(Work instructions): Copy out everything from the line containing "the rock outcrop" down to the line containing "(1063, 551)", including both of those lines, without changing a single character.

(Task material):

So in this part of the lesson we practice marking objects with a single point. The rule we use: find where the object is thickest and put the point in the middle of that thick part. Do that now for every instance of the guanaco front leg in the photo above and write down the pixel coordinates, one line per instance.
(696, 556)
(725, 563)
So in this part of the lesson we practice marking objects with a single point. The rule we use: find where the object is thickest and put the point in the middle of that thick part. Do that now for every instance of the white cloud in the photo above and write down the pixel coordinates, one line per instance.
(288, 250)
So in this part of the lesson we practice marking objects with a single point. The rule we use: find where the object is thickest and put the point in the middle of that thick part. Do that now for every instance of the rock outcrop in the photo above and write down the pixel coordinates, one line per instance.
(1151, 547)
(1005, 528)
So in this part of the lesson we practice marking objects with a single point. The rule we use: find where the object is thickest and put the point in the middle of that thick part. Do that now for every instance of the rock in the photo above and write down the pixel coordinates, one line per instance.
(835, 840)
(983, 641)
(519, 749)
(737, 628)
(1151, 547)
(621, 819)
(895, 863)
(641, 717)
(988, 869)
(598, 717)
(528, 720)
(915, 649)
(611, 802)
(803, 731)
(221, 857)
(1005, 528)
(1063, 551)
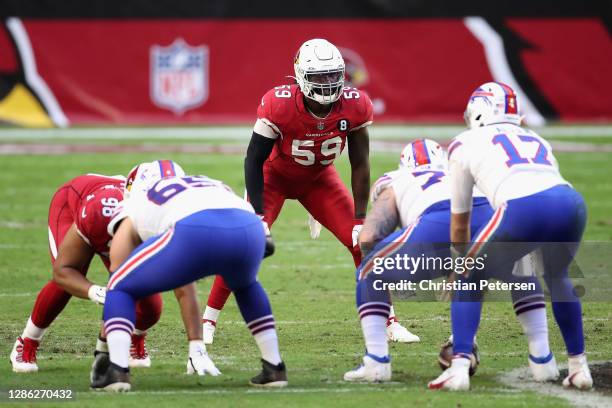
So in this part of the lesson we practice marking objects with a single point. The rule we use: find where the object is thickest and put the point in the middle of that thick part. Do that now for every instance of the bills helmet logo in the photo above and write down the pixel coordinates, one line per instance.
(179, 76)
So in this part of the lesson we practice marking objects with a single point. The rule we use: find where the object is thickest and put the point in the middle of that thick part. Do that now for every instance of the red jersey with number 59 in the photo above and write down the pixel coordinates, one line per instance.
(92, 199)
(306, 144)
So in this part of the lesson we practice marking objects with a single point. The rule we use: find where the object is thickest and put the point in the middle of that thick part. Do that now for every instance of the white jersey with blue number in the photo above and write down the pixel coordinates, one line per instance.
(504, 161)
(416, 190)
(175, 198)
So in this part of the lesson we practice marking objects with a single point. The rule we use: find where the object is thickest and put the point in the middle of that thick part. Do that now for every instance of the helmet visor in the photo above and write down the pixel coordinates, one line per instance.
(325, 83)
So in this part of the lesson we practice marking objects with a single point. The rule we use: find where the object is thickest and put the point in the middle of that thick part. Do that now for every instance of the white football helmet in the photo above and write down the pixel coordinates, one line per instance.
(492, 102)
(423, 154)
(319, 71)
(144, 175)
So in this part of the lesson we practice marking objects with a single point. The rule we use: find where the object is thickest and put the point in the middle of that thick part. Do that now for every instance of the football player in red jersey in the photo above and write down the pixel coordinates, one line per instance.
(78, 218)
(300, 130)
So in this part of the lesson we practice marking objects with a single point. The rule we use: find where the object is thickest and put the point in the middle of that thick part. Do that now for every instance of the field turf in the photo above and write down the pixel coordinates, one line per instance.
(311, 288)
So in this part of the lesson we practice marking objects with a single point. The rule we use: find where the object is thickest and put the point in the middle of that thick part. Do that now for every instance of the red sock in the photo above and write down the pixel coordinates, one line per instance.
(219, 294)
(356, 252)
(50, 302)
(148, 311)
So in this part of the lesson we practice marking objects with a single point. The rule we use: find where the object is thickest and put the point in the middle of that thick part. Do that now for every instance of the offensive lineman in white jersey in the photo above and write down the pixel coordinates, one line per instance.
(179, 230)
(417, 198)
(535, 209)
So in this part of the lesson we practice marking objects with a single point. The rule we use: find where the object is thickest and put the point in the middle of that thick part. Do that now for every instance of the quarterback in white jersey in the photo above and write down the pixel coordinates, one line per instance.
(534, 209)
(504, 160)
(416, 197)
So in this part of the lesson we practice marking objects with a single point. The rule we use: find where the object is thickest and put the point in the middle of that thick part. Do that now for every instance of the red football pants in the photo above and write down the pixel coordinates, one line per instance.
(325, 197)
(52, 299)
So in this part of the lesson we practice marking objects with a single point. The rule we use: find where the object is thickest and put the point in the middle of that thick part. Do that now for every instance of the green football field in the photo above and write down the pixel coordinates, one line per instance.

* * *

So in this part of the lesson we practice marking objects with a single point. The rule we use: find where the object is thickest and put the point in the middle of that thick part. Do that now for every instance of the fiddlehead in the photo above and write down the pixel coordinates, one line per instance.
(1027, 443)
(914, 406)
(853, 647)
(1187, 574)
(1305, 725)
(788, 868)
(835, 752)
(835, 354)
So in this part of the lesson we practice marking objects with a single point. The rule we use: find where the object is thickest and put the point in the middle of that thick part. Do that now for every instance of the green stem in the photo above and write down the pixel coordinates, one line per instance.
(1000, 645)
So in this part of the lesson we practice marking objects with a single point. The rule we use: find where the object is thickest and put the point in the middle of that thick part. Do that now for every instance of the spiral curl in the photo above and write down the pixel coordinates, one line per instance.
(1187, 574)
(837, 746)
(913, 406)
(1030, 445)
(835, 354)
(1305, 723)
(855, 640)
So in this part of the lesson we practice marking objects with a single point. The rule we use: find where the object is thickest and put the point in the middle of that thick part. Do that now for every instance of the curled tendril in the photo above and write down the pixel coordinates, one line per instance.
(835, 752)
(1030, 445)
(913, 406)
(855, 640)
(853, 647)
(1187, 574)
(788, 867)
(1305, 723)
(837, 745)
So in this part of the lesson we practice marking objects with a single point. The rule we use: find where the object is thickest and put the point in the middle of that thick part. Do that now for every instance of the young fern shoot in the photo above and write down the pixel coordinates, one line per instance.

(Exercise result):
So in this part of the lesson we practice marking objects with a single point. The rule we use: find where the object is thickest and put the point in the middle of that thick part. Do that now for every instance of the rock outcrop in the photo above and write down the pixel coordinates, one line per instance.
(1151, 547)
(1005, 528)
So in this part of the lesson we practice marking objects with a single point. The rule we use: find where the object is thickest and put the point in the middle of that thick part. Do that now for every instance of the rock in the photo above and write down the pixel coordinates, one line per instance.
(835, 840)
(983, 641)
(519, 749)
(737, 628)
(1151, 547)
(621, 819)
(895, 863)
(641, 717)
(988, 869)
(598, 717)
(528, 720)
(915, 649)
(611, 802)
(803, 731)
(221, 857)
(1005, 528)
(1063, 551)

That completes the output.